Change "window shutter" to "door handle" in the data below and write it out again with nothing else altered.

········

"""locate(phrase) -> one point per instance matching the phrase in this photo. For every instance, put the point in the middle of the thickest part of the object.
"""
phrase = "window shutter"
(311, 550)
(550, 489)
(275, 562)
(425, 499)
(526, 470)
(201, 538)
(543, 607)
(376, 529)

········

### SOLUTION TO THE PROBLEM
"""locate(phrase) -> one point per instance matching the phrase in this photo. For every instance, put the point in the middle of the thickest part of the object.
"""
phrase = "door handle"
(311, 550)
(550, 489)
(275, 562)
(425, 499)
(526, 470)
(201, 538)
(543, 607)
(376, 529)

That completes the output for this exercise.